** Begin RECORDS FOR PROCESSING **

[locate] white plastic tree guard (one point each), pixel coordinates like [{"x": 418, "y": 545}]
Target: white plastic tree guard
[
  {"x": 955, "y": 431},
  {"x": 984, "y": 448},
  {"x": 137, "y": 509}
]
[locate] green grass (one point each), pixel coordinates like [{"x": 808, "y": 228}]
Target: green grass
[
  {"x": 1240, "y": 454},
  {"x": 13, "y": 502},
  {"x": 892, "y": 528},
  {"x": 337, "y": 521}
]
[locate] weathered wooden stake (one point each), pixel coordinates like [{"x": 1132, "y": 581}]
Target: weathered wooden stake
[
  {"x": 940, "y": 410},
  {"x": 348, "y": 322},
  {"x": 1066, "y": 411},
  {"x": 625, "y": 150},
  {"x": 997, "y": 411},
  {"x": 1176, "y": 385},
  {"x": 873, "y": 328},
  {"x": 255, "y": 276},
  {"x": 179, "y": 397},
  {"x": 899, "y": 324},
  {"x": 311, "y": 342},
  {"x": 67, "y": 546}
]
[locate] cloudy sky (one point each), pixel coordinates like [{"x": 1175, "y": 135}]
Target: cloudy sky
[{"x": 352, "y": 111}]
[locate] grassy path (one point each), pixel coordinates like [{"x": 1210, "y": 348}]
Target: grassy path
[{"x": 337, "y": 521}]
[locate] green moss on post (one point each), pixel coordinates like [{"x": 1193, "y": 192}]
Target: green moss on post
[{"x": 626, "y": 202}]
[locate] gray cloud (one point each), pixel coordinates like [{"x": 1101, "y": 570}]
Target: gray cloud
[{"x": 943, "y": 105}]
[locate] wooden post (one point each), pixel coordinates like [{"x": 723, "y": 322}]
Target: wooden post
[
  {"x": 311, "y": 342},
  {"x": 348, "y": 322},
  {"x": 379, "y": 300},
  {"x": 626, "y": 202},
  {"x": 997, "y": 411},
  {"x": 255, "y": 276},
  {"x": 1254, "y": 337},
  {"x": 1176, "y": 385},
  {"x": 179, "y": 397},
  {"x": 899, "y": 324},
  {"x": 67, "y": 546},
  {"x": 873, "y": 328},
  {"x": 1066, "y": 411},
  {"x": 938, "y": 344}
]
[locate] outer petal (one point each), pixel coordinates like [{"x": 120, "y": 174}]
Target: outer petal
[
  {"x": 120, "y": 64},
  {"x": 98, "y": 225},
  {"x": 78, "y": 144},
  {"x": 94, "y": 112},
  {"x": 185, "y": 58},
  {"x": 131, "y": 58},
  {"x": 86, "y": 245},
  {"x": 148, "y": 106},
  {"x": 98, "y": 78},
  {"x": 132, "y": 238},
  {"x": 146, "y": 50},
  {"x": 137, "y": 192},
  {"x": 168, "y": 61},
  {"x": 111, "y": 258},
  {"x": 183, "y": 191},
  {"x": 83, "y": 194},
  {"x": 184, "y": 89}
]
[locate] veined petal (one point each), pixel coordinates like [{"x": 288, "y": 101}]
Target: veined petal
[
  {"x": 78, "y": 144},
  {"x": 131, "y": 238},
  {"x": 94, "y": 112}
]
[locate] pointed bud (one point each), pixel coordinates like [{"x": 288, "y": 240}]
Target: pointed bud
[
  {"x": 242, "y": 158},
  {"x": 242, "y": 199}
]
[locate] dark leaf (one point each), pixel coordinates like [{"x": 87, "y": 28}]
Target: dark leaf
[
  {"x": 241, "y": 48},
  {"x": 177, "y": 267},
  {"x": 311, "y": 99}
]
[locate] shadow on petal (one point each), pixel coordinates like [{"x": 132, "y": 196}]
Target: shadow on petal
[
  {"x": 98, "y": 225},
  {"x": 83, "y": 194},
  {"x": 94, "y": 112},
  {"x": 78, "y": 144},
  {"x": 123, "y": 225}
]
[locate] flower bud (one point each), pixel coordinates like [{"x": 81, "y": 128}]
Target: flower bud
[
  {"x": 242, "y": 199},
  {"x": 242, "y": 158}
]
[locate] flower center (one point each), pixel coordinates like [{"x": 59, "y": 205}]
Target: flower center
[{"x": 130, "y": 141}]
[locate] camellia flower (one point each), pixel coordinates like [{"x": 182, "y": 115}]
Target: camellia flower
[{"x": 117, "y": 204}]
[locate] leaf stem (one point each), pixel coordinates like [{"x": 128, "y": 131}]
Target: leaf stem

** End RECORDS FOR PROCESSING **

Reproduce the rows verbatim, starting at the line that contains "[locate] flower bud" and ending at the last line of the rows, with both ends included.

§ **COMPLETED EXERCISE**:
[locate] flower bud (one point each), pixel coordinates like [{"x": 81, "y": 128}]
Target: flower bud
[
  {"x": 242, "y": 199},
  {"x": 242, "y": 158}
]
[locate] flower center (one point each), pixel coordinates like [{"x": 59, "y": 205}]
Target: flower center
[{"x": 130, "y": 141}]
[locate] camellia flower (one point each), pixel coordinates like [{"x": 182, "y": 115}]
Target: camellia flower
[{"x": 117, "y": 204}]
[locate] leaf stem (one point each), pixel coordinates like [{"x": 128, "y": 131}]
Target: leaf stem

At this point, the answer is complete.